[課題内容]: ゆめやの開店記念日について述べた文章の続きを、最後の文のあとから書き進めよ。

[引用文]:
ブッククラブニュース
平成22年3月号新聞一部閲覧

3月3日は開店記念日

 この三月三日で、ゆめやは創業三十一年目に入りました。現在の会員、それから過去のたくさんの会員の方に厚くお礼申し上げます。開業は1980年、それは奇しくもファミコンが生まれたサブカルチャー元年でもあります。まだコンピューターはなく、バブル景気もなく、奇妙で異常な犯罪もなく、おだやかな生活が残っていた時代でした。  そして、それから三十年・・・ゆめやは内容もやっていることもまったく変わりませんが、周囲は激変です。ゆめやが、「子どもの心に影響が大きく出る」として批判し続けてきたアニメ、キャラクター、マンガ、ゲームなどもう当たり前、というか、なんだか日本の文化として定着したような気さえします。今年は電子ブックも登場。いずれ絵本も子どもの本もダウンロードして電気音声が読み聞かせてくれるような機械化が起こるかもしれません。親は忙しくて、子どもの面倒を見る時間も子どものことを考える時間もなくなっていますからね。この背後には、減っていく労働力を確保するために、女性にまで労働力動員をかけている教育や豊かさをチラつかせて稼がせようと煽るメディアがありますが、まあ、その来し方と行く末を睨んでの30年でもありました。  それにしても最近のお母さんたちは大変です。子どもの教育からお仕事まで八面六臂で飛び回っています。忙しくて読み聞かせもきちんとできないというお母さんの声も聞こえてきます。もちろん、一方では優雅なお母さんたちも・・・・いわば二極分化で、分りやすくいえば格差社会になってきたというわけでしょう。

[データ記録]:
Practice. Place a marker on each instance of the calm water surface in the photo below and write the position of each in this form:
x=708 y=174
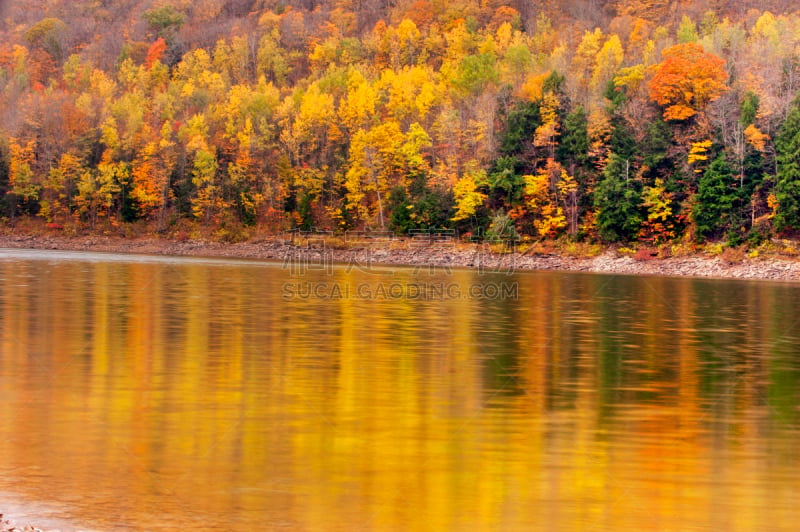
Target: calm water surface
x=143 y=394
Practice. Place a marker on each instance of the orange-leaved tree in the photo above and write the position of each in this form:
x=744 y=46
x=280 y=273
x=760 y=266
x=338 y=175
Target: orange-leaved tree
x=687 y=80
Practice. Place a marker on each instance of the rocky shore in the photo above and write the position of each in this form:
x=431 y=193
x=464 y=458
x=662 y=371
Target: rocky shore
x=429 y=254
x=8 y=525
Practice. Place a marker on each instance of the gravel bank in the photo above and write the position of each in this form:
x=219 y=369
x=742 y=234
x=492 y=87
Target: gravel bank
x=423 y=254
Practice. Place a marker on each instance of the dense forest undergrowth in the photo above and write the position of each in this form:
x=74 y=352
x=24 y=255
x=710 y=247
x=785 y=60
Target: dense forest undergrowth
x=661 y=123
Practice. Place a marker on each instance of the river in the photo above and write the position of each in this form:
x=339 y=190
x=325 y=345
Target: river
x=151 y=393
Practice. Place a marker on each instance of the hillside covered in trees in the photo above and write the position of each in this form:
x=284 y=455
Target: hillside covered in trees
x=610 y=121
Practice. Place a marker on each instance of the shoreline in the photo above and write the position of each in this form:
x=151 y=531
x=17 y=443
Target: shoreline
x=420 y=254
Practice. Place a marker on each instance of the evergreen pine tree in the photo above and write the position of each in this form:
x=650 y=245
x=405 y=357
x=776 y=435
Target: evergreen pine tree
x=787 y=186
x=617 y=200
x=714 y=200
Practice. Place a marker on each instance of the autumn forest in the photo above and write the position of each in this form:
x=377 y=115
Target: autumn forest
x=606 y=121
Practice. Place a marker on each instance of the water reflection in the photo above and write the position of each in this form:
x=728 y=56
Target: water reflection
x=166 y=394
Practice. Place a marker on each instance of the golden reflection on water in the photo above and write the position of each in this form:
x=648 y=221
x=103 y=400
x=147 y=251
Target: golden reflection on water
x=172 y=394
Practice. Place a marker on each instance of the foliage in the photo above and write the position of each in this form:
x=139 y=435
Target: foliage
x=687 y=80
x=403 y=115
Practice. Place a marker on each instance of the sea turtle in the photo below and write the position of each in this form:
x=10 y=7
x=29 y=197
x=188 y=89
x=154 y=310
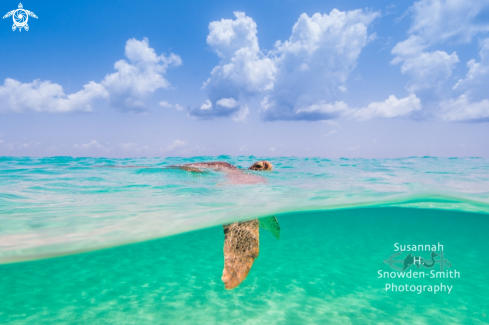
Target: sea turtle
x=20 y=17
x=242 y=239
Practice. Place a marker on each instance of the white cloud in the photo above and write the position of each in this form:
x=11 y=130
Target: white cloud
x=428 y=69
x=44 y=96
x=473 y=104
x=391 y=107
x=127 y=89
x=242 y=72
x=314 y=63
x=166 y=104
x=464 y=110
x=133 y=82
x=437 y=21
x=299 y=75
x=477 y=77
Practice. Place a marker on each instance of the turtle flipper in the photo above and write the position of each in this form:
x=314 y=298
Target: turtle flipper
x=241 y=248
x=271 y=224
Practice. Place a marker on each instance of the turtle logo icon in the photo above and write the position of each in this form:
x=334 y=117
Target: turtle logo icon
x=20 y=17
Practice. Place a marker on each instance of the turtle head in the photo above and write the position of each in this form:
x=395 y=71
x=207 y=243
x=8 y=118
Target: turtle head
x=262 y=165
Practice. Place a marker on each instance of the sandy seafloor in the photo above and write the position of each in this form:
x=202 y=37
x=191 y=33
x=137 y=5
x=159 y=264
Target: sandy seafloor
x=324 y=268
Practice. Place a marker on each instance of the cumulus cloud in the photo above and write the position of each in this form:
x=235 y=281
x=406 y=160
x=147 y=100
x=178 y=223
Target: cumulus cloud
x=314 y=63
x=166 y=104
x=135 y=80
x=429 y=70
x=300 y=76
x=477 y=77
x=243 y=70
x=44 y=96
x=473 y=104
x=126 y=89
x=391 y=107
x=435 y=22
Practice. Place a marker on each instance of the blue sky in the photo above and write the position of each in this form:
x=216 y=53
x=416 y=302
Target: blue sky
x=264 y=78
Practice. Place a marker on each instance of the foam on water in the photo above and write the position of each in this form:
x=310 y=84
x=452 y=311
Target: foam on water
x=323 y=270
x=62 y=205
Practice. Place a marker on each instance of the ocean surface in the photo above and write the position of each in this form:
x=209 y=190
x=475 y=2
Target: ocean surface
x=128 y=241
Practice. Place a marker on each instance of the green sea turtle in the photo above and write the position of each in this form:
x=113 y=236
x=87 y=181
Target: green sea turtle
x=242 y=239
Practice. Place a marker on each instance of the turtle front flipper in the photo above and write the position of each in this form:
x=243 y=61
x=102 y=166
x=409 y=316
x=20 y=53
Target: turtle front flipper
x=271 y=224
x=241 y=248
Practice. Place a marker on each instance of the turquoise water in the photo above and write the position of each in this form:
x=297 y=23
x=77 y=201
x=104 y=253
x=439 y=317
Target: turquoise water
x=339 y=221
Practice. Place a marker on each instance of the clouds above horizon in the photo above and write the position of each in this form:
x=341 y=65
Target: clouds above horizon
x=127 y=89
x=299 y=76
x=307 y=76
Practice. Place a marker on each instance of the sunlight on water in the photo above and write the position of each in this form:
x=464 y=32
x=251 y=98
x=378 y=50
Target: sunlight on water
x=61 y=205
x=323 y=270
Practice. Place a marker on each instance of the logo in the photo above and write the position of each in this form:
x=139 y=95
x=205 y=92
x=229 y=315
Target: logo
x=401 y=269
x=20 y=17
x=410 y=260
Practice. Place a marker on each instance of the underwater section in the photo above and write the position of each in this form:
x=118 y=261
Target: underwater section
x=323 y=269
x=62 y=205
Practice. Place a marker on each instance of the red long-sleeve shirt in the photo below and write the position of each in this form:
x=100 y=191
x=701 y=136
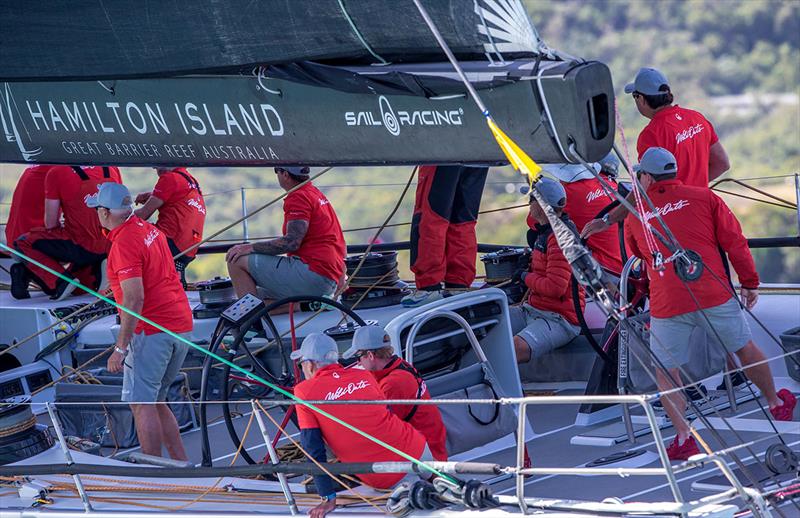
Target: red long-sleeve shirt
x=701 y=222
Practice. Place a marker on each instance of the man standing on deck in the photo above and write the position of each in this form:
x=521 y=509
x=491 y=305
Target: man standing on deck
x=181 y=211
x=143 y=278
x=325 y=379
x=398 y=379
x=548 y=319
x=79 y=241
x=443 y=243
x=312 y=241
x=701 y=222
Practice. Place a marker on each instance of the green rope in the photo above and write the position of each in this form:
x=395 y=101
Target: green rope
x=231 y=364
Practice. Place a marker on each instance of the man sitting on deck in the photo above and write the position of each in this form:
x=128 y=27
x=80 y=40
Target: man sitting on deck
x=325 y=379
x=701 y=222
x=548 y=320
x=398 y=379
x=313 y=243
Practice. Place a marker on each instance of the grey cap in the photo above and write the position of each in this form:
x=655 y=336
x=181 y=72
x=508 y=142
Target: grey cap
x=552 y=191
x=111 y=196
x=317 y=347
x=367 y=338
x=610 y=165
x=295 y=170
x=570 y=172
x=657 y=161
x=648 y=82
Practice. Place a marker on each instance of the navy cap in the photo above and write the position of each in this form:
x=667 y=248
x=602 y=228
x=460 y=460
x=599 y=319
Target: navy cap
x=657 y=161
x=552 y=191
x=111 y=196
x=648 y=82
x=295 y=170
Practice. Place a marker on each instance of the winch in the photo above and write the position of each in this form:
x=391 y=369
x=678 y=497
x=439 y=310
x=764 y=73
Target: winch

==

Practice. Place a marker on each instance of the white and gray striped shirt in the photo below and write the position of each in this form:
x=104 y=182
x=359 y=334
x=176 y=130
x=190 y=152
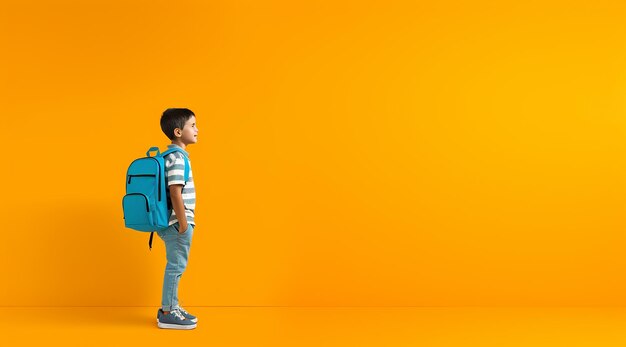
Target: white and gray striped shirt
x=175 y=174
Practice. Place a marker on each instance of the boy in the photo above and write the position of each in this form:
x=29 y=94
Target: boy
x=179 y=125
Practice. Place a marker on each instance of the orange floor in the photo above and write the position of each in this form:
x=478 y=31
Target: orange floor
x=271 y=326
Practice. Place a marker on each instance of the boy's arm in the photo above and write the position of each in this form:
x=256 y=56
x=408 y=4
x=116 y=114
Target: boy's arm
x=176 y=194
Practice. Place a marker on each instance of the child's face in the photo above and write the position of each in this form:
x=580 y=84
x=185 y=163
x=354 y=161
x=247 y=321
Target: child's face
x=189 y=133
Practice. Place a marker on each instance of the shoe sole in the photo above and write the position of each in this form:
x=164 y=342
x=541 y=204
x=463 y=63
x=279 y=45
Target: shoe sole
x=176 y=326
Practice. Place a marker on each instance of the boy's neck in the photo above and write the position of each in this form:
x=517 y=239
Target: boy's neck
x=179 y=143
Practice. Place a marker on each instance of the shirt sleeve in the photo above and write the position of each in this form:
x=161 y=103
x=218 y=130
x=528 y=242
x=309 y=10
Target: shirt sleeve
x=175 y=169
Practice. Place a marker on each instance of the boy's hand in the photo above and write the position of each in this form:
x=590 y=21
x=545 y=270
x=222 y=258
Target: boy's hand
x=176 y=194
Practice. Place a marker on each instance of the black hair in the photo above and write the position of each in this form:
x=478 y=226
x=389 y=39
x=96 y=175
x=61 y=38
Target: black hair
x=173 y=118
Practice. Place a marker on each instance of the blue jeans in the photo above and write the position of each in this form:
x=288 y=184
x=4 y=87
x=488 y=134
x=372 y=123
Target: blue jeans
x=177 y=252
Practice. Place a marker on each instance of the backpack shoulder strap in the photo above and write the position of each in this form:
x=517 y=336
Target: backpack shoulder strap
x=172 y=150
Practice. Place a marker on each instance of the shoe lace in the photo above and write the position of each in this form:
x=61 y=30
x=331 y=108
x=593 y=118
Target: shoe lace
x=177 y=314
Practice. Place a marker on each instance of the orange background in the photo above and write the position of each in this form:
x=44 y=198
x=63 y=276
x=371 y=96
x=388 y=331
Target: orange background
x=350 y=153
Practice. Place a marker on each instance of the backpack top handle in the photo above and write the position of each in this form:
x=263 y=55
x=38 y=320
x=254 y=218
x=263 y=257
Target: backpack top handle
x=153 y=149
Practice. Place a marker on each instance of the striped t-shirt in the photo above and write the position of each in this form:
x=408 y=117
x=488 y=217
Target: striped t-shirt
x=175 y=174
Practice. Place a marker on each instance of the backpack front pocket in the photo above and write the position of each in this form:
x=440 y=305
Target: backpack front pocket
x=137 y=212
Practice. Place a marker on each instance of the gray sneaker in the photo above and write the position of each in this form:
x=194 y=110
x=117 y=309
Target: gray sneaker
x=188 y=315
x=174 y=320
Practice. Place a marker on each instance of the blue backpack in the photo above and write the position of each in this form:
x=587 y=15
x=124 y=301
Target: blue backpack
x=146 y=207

[解答例]:
あれは小泉改革からでしたね

 とにかく小泉改革からひどいことになっています。みんな、あのときはうまく乗せられていました。市場の自由化、自由な競争、合理的にすれば何もかもがうまく行く。ゆめやの新聞では「コネズミ改革は人間の価値を否定している」と書きましたが、安く売るための人件費のカットは「人を大切にしない」表れでした。でも、多くの人が支持した。で、忙しさとお金を求める欲だけが膨れ上がって、子どもは見捨てられているような気がします。これは政権が変わろうと変わるまいとひどさはつのるばかり。学校の先生も忙しい。父も母も子も忙しい。格差が出ているから、その格差の下のほうに行かないようにみんな必死です。その忙しさのなかでどんどん大切なものが見失われていき、いろいろな絆もプツン、プツンと切れ始めているように思います。働くことは重要ですが、大切なことを見失って働くばかりでは何のために生きているのか分りません。もっとも、その「何のために働くか」も考えるヒマがないほど忙しい日々になっていることも現実のようです。小泉改革とは合理的にすれば経済が膨らみ、競争に勝てば生き残れるというグローバリムそのものを具体化した政策でした。人件費はカット、無駄はなくす・・・一見、聞こえはよかったのですが、こんな社会になってしまいました。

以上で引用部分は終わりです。